- _Compito assegnato 1_:
Trascriva dal testo sul venture capital riportato di seguito tutto ciò che va da "Ciò rende necessario" giù fino a "i venture capital?".

- _Sezione del testo_:
Incognita e innovazione sono due facce della stessa medaglia

Pur costituendo gli ingredienti essenziali dello sviluppo economico però, quasi mai le banche si fanno coinvolgere in settori inesplorati, rispetto ai quali non si hanno dati certi.
Ciò rende necessario l’intervento di fonti di finanziamento alternative, in grado di assumere e gestire ampi margini di indeterminatezza. Un ruolo, questo, di cui si fanno carico spesso i venture capitalist nei confronti delle startup, considerando che queste ultime scontano un tasso di fallimento del 75%.
Cosa sono i venture capital?
I capitali di ventura, di cui si occupano le SGR (Società di Gestione del Risparmio), sono destinati a progetti che, pur avendo un esito impossibile da ipotizzare a priori, potrebbero generare guadagni di portata rilevante. Così, anche un solo exit, ovvero la liquidazione integrale o parziale della quota detenuta, garantisce profitti tali da coprire le perdite connesse a pregressi investimenti.
Fattori cruciali per motivare i venture capitalist a finanziare una startup sono la qualità della squadra di lavoro, l’estensione del mercato, e un vantaggio competitivo già acquisito dal bene/servizio offerto. I settori di maggior interesse sono le biotecnologie, healthcare e nutrizione, e le reti neurali.

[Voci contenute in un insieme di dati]

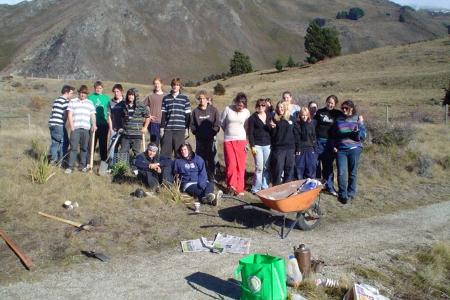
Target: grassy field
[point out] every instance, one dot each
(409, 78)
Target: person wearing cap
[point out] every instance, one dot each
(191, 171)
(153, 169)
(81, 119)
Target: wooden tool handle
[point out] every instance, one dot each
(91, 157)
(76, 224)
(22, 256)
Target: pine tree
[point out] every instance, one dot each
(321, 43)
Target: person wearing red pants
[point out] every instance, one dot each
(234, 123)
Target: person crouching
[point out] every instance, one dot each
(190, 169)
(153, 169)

--

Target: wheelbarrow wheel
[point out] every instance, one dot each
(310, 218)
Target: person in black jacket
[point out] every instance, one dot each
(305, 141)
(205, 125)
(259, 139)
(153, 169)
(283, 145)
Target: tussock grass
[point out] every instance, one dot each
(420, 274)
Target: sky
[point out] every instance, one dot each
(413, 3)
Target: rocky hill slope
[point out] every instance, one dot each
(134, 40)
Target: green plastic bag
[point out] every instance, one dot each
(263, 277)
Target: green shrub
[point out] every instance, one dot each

* * *

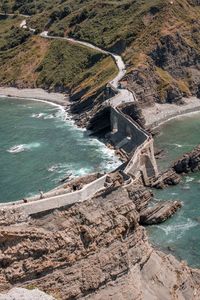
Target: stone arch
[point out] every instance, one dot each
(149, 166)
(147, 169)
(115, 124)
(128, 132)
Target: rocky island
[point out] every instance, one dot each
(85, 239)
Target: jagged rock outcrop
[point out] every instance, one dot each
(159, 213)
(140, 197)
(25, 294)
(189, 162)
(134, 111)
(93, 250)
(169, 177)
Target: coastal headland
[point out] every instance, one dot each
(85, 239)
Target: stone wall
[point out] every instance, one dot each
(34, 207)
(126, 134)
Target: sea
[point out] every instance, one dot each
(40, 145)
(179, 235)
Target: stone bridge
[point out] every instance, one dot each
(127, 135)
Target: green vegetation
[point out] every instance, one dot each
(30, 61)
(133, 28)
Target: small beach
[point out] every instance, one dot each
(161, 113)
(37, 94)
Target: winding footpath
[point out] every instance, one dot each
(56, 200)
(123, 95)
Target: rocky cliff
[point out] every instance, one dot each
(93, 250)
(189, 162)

- _Compito assegnato 2_:
Estragga dalle voci riportate sopra ogni riga che contiene la parola "rocky".

- _Risposta 1_:
Ciò rende necessario l’intervento di fonti di finanziamento alternative, in grado di assumere e gestire ampi margini di indeterminatezza. Un ruolo, questo, di cui si fanno carico spesso i venture capitalist nei confronti delle startup, considerando che queste ultime scontano un tasso di fallimento del 75%.
Cosa sono i venture capital?

- _Risposta 2_:
Target: rocky hill slope
Target: rocky island
Target: rocky cliff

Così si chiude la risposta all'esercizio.